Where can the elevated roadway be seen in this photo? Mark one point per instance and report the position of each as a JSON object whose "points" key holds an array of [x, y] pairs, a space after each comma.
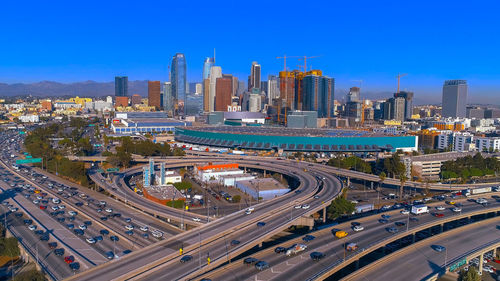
{"points": [[162, 258]]}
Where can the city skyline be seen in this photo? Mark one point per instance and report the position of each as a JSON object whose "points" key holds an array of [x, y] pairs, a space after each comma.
{"points": [[427, 50]]}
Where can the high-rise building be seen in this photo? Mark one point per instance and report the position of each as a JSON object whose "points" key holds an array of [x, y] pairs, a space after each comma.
{"points": [[168, 99], [154, 94], [454, 98], [273, 90], [178, 79], [354, 94], [408, 96], [121, 86], [215, 72], [207, 64], [254, 81], [135, 99], [318, 94], [223, 93]]}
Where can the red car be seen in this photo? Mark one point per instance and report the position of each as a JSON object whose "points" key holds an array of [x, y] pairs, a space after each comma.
{"points": [[69, 259]]}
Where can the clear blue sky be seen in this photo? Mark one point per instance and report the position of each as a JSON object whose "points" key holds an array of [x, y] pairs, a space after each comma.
{"points": [[432, 41]]}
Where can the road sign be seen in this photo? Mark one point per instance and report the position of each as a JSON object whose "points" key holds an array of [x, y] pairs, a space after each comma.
{"points": [[28, 161]]}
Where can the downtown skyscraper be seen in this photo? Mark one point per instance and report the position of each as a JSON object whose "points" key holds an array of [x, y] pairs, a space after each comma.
{"points": [[178, 80], [454, 98]]}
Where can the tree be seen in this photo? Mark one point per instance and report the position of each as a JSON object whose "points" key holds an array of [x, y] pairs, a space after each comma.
{"points": [[469, 275]]}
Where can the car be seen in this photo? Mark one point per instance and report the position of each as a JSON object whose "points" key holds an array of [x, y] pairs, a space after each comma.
{"points": [[261, 265], [69, 259], [438, 248], [59, 252], [308, 238], [357, 228], [186, 258], [250, 260], [74, 266], [391, 229], [340, 234], [316, 256], [109, 255], [278, 250]]}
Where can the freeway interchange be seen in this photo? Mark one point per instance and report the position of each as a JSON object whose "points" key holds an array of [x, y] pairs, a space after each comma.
{"points": [[158, 259]]}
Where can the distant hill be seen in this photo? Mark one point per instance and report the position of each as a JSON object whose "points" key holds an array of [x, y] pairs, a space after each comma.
{"points": [[83, 89]]}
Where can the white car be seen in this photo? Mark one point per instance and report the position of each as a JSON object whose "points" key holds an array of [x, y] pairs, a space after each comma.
{"points": [[358, 228]]}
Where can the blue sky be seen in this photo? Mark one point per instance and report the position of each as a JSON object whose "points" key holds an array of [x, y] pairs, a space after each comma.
{"points": [[70, 41]]}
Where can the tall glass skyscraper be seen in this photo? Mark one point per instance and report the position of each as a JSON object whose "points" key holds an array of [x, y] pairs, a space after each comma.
{"points": [[209, 62], [454, 98], [178, 79], [121, 86]]}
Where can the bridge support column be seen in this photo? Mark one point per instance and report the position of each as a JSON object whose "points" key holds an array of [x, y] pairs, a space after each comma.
{"points": [[480, 270]]}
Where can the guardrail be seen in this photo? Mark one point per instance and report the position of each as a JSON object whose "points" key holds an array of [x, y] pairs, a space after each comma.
{"points": [[331, 268]]}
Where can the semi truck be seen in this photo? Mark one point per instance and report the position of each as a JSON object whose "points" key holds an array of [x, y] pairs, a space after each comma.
{"points": [[294, 249], [419, 209]]}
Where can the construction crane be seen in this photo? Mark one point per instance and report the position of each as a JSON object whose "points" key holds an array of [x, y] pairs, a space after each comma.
{"points": [[284, 57], [305, 61], [399, 78]]}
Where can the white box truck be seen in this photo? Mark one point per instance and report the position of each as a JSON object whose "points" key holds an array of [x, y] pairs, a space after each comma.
{"points": [[419, 209]]}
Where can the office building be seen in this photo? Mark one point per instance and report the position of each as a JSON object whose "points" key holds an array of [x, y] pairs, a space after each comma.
{"points": [[207, 64], [454, 98], [254, 79], [408, 108], [353, 95], [223, 93], [168, 99], [178, 80], [215, 72], [121, 86], [154, 94]]}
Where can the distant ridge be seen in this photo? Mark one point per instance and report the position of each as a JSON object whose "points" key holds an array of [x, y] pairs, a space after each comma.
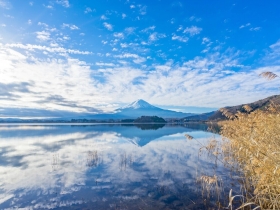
{"points": [[217, 115]]}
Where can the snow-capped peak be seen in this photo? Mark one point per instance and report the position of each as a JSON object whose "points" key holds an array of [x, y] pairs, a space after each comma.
{"points": [[139, 104]]}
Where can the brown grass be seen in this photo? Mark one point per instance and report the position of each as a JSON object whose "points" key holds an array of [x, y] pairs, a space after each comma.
{"points": [[253, 140]]}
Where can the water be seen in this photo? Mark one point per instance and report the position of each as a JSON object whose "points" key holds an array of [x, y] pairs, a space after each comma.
{"points": [[104, 167]]}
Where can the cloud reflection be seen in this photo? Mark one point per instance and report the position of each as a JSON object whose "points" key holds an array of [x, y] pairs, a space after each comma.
{"points": [[66, 165]]}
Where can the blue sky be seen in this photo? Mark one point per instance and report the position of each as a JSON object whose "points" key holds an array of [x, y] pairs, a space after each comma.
{"points": [[95, 56]]}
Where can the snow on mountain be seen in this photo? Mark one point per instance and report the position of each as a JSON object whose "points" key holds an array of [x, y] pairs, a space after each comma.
{"points": [[142, 108], [139, 104]]}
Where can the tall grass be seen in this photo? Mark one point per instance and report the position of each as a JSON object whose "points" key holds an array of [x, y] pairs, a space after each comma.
{"points": [[253, 140]]}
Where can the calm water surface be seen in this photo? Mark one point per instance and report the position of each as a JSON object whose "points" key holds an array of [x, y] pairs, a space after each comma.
{"points": [[104, 167]]}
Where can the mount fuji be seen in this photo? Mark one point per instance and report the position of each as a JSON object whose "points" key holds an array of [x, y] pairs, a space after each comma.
{"points": [[142, 108]]}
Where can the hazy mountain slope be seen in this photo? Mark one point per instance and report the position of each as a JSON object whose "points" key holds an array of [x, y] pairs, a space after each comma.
{"points": [[142, 108], [217, 115]]}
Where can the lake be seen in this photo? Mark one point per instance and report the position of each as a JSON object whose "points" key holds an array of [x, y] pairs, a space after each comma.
{"points": [[107, 167]]}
════════
__Aim__
The records above should be reproduced exactly, with no pictures included.

__Exercise result__
Where can the elevated roadway be seen in this photo? Mark one point per instance and report the position of each as a JSON object whose "points" key holds an array of [x, y] pairs, a space after each comma.
{"points": [[162, 258]]}
Where can the city skyline be seen in this photo? Mark one point per instance and report the position of each as a JSON object whose "points" key holds an array of [x, y] pairs, a space after each comma.
{"points": [[427, 50]]}
Where can the high-rise building be seen in this photo? Mark one point per instance and report the position of each as a JSON object whose "points" key holds an array of [x, y] pairs, a space after each comma.
{"points": [[168, 99], [154, 94], [454, 98], [273, 90], [178, 79], [354, 94], [408, 96], [121, 86], [215, 72], [207, 64], [254, 81], [135, 99], [318, 94], [223, 93]]}
Where can the red car be seen in this photo? Mark one point per instance and report the position of each as a JSON object whose "points" key holds an array of [x, y] pairs, a space after each comma.
{"points": [[69, 259]]}
Where can the clear blue sky be seen in this photo? Mark one point per instance and report the position of each as a JSON object whose "points" key holds an array of [x, y] pairs, a space after each comma.
{"points": [[432, 41]]}
Where can the road sign be seen in this photo? Mark one point per instance and report the position of each as a JSON object whose "points" key holds an array of [x, y] pairs, a space after each comma.
{"points": [[28, 161]]}
Where can the downtown skyscraper be seen in this photo? Mark one point per instance and report the position of each as a JSON object whose "points" key holds an array of [x, y] pairs, a space after each comma.
{"points": [[178, 80], [454, 98]]}
Where can the tree be seen in this photo? Mark one point per instance and report the position of each as a JSON object whose "points" key holds an array of [x, y] pairs, a space after each comma.
{"points": [[469, 275]]}
Where can the car be seen in this photo? Mark one point per instance and report the position of each as a JSON object whose "points" key holds an array of [x, y] pairs, a space after each comma.
{"points": [[261, 265], [69, 259], [438, 248], [59, 252], [308, 238], [357, 228], [186, 258], [250, 260], [74, 266], [391, 229], [340, 234], [316, 256], [109, 255], [278, 250]]}
Where can the freeway interchange be seen in this photo? Mark one point per instance and report the position of each as a JSON object whose "points" key holds an array of [x, y] pairs, a space after each comma.
{"points": [[158, 259]]}
Where can the distant hill be seen in this photo? Mark one point per instance and report the position of each as a JSON object whose "points" key holds an array of [x, y] pairs, a space after each comma.
{"points": [[83, 89]]}
Where can the white car be seen in this photo? Mark one point per instance and report the position of each as a JSON object whose "points" key holds an array of [x, y] pairs, a space after each comma.
{"points": [[358, 228]]}
Where can the blue sky be seen in this photo? Mark one point per instance and report the position of each as a JSON object whose "points" key holds an array of [x, y] pairs, a space after each comma.
{"points": [[70, 41]]}
Where can the tall glass skyscraper be seen in this photo? Mark one point per instance and report the position of each as a JSON object whose "points" key holds an array of [x, y] pairs, a space after each comma.
{"points": [[209, 62], [454, 98], [178, 79], [121, 86]]}
Where can the bridge support column be seen in this photo? Mark one point per instance and report the position of each as a JSON object whose "points" key holds an array of [x, y] pairs, a space after each comma.
{"points": [[480, 270]]}
Where can the guardrail be seen in this photo? Mark one point per instance and report the position of each as a JSON object whose "points" key holds an array of [x, y] pairs, a space after each comma.
{"points": [[331, 268]]}
Where can the semi truck be seen in this photo? Mark one point per instance and report the position of each as a JSON object whose "points" key holds an array of [x, y] pairs, a space after each comma.
{"points": [[294, 249], [419, 209]]}
Where can the construction crane be seen in this photo? Mark one point per instance and report the position of each as a JSON object whose "points" key holds an array of [x, y] pairs, a space after each comma.
{"points": [[284, 57], [305, 61], [399, 78]]}
Where can the white box truck be seen in this photo? Mark one point per instance and report the position of each as a JSON object whose "points" key holds an array of [x, y] pairs, a space after each comma.
{"points": [[419, 209]]}
Where can the office building be seen in this photo? Mark one point per instance and report the position of each as a JSON object whose "points" key holds an array of [x, y] pairs, a space after each comma.
{"points": [[207, 64], [454, 98], [254, 79], [408, 108], [353, 95], [223, 93], [168, 99], [178, 80], [215, 72], [121, 86], [154, 94]]}
Where can the distant ridge be seen in this photo? Mark one point per instance and report the position of each as a JSON object whose "points" key holds an array of [x, y] pairs, a space after each comma.
{"points": [[217, 115]]}
Where can the snow-capped peak be seen in this photo? Mark one point per instance and report the position of each as a JSON object whose "points" key holds an array of [x, y] pairs, a space after each comma.
{"points": [[139, 104]]}
Where can the brown grass be seen in this photo? Mark one point per instance and report the position of each as a JSON object whose "points" key holds an array of [x, y] pairs, a space after each comma.
{"points": [[253, 140]]}
Where can the water be seen in this photo? Mark one point per instance and report the position of each as a JSON object whose "points" key holds an array of [x, y] pairs, a space after each comma.
{"points": [[104, 167]]}
Where can the cloud reflection be seen in this photo? Mark one point per instance and report the position of each as a JSON object whose "points" key holds an array of [x, y] pairs, a space after each comma.
{"points": [[66, 165]]}
Where can the blue sky be seen in this photo? Mark one point per instance and report the position of each as a JSON object whose "points" key holds an array of [x, y] pairs, a space after each comma.
{"points": [[95, 56]]}
Where can the snow on mountain be seen in this photo? Mark one point per instance and report the position of each as a JSON object whose "points" key holds an array of [x, y] pairs, a space after each comma.
{"points": [[142, 108], [139, 104]]}
Where can the tall grass be seen in this photo? Mark one point per instance and report the position of each as a JSON object whose "points" key holds an array of [x, y] pairs, a space after each comma.
{"points": [[253, 140]]}
Where can the calm water surface be seen in this photo? Mark one point per instance and report the position of each as a JSON object whose "points" key holds an array of [x, y] pairs, a space after each comma.
{"points": [[104, 167]]}
Where can the mount fuji be seen in this photo? Mark one point per instance and report the position of each as a JSON object whose "points" key holds an array of [x, y] pairs, a space after each comma.
{"points": [[142, 108]]}
Where can the hazy mountain slope be seen in this photo? Mark one point per instance and report the position of each as a JSON object whose "points" key holds an array of [x, y] pairs, a space after each comma.
{"points": [[142, 108], [217, 115]]}
Where can the lake be seen in this photo? Mark one point per instance and report the position of each as a JSON object whose "points" key holds an array of [x, y] pairs, a space after each comma.
{"points": [[107, 167]]}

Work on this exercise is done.